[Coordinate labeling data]
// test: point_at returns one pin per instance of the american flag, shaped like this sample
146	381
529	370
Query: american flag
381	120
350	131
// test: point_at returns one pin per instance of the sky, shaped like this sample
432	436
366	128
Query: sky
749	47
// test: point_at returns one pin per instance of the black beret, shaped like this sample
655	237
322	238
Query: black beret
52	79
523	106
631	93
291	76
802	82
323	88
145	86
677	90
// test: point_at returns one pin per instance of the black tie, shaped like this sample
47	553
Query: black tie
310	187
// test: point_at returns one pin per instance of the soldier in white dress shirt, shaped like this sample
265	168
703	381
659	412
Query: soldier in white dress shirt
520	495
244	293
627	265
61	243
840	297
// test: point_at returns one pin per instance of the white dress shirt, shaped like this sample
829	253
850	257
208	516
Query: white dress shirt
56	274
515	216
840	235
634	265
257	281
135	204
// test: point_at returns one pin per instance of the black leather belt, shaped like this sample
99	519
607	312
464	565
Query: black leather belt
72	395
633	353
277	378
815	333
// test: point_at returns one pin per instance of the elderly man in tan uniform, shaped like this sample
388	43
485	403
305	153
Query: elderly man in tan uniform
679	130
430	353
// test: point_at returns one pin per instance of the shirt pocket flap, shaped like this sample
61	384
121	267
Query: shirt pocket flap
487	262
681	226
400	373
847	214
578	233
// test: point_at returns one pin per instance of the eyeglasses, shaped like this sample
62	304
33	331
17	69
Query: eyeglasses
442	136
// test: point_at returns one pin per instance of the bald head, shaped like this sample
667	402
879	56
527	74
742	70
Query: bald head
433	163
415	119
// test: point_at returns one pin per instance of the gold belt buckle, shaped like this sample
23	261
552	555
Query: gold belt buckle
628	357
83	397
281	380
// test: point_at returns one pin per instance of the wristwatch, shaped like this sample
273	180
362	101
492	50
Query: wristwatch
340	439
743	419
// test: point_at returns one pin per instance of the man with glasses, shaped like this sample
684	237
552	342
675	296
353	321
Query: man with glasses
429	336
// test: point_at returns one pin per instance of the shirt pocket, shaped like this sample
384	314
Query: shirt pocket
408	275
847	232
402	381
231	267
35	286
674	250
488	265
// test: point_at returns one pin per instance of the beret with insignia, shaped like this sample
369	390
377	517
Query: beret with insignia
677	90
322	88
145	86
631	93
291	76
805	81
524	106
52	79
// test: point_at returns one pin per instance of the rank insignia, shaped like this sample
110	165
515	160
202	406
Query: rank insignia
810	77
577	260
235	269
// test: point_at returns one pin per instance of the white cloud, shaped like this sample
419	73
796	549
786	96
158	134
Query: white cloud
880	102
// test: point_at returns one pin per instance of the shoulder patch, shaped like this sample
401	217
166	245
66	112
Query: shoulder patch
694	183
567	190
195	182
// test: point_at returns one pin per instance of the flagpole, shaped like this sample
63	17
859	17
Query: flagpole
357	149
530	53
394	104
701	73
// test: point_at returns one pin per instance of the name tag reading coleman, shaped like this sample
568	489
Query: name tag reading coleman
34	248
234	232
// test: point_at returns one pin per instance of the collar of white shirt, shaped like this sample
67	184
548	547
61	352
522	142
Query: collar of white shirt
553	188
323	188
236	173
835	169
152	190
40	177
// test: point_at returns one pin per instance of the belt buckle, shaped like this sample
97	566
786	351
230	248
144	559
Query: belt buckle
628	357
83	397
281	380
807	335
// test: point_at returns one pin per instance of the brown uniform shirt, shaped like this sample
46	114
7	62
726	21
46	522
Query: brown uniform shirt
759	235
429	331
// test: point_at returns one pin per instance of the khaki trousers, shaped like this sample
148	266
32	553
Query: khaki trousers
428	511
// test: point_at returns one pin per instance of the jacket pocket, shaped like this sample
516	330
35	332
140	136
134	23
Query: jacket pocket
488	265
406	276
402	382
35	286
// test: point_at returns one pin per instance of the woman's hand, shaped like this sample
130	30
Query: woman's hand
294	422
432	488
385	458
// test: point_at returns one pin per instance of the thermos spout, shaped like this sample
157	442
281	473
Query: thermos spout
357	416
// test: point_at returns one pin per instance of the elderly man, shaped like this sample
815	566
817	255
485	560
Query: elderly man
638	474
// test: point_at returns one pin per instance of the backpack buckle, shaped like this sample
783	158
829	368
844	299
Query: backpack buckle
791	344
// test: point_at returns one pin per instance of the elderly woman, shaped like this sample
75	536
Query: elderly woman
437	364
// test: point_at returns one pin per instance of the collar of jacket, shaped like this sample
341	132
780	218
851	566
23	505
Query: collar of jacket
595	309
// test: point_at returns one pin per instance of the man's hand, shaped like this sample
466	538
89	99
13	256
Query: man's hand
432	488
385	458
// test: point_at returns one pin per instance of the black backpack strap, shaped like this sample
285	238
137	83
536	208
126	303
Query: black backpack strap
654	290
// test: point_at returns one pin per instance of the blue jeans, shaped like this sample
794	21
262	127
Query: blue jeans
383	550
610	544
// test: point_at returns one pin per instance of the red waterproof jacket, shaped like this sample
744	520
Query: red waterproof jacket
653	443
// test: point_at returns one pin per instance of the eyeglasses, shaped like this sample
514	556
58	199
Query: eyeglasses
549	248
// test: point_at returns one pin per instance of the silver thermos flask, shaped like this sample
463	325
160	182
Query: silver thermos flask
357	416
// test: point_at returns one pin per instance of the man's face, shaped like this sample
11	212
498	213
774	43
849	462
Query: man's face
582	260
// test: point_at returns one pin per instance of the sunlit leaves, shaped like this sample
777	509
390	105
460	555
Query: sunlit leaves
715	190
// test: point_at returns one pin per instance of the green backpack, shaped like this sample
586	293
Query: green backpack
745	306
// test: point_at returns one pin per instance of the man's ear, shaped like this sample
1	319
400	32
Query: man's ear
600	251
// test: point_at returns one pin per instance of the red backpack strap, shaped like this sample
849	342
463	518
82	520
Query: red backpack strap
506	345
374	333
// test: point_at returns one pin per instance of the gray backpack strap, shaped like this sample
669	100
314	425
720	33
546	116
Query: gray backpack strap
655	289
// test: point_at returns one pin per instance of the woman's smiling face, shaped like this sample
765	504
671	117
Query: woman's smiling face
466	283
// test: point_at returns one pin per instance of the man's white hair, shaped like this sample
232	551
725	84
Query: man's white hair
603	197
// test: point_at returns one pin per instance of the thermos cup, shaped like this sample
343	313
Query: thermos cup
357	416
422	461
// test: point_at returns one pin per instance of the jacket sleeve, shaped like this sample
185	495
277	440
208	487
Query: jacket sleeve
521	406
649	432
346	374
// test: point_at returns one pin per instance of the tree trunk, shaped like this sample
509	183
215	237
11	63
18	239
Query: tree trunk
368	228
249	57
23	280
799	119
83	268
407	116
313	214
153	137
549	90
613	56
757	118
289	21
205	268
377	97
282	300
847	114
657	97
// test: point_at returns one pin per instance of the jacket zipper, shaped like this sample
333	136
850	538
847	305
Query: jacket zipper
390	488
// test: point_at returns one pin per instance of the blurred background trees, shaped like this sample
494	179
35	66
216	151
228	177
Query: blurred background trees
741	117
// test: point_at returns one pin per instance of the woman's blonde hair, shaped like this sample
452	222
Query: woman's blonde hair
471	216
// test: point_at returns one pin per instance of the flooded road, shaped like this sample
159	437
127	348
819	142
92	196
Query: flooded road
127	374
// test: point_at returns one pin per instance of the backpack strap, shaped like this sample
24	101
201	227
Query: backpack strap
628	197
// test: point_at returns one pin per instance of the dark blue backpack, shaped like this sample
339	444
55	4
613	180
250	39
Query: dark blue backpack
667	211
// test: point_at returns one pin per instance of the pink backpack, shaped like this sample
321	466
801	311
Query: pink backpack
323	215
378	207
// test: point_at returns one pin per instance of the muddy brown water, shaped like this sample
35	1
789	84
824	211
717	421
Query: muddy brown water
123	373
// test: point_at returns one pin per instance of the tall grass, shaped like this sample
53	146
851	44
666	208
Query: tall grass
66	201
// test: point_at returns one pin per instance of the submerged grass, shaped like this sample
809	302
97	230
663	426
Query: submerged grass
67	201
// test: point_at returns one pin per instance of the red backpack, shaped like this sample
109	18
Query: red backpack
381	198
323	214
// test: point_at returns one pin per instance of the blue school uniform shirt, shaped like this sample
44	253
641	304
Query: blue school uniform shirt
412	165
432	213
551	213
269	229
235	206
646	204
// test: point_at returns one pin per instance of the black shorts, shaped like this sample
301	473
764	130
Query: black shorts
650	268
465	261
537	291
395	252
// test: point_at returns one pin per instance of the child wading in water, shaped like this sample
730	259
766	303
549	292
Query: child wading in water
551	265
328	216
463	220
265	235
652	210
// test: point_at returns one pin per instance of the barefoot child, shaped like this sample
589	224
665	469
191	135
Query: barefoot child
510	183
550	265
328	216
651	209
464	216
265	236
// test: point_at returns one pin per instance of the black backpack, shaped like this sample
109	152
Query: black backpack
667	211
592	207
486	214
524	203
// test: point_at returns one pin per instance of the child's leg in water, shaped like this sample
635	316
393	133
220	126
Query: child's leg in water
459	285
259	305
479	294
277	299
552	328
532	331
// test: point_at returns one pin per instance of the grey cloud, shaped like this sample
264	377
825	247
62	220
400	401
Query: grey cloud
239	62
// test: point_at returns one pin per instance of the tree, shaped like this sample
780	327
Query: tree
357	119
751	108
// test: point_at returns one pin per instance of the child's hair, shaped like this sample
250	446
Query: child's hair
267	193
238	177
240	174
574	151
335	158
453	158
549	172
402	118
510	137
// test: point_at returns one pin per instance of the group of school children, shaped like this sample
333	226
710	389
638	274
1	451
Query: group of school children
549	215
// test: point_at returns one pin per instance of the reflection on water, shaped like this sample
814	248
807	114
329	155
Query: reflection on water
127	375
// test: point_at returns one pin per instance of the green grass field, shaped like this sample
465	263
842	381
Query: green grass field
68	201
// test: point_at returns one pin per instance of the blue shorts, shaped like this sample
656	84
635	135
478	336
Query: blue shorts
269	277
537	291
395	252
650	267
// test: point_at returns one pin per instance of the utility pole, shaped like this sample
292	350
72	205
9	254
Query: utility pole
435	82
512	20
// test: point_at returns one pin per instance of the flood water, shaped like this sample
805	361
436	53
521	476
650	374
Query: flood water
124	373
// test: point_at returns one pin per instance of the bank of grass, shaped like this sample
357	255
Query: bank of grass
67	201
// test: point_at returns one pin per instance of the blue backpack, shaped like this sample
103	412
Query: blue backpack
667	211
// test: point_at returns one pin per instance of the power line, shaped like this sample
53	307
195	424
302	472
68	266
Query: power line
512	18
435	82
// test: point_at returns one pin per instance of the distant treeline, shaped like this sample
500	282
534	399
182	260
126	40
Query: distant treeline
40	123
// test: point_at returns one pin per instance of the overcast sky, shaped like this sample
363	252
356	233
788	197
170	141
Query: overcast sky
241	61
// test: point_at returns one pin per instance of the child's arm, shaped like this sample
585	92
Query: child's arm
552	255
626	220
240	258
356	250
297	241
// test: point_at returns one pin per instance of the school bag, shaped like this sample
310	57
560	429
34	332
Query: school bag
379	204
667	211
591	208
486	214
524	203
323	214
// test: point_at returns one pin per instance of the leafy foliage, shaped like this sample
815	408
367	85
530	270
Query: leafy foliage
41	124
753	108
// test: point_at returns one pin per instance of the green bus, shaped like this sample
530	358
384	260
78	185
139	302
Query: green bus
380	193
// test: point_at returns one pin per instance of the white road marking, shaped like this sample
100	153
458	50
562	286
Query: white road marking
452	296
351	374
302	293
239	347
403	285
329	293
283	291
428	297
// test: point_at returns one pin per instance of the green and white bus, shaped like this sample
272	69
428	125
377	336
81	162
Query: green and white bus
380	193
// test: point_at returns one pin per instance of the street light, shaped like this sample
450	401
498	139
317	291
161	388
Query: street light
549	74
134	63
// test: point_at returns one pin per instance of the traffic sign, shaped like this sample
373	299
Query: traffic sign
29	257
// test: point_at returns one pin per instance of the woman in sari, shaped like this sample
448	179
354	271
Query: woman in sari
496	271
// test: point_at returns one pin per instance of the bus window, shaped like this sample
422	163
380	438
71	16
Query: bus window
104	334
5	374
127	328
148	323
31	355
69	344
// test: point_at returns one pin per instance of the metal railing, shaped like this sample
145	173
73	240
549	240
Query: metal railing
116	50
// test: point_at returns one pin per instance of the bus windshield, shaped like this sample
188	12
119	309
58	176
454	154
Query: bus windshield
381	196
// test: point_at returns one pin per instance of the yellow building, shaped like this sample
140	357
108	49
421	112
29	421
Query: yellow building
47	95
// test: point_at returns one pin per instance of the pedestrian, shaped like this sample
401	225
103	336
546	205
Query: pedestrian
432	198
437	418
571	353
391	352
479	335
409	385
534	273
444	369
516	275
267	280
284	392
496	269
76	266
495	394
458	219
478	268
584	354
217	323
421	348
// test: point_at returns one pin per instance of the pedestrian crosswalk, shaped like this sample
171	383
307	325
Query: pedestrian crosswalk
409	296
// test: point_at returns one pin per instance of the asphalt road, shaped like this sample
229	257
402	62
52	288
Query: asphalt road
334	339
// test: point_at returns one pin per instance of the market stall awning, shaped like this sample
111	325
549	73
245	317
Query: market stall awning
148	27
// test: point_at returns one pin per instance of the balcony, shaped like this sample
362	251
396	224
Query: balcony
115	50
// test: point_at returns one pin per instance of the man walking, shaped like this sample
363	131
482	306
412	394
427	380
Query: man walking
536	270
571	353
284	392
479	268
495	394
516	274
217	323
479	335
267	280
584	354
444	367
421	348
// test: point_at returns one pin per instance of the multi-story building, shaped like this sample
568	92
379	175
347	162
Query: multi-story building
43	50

TASK REQUIREMENTS: Print only the lines from the one with "balcony, shaped like this sample" to the end of the records, both included.

RESULT OF THE EXERCISE:
// test: point_at returns one pin per instance of the balcony, shaped like this sample
362	251
396	224
Query: balcony
115	50
// test: point_at returns one pin per instance of the man walking, shaped like this sample
363	131
482	306
412	394
427	380
Query: man walking
536	270
571	353
284	392
479	268
495	394
516	274
217	323
479	335
267	280
584	354
444	367
421	348
// test: point_at returns one pin per instance of the multi-story building, shaped like this sample
568	92
379	175
347	162
Query: multi-story building
43	50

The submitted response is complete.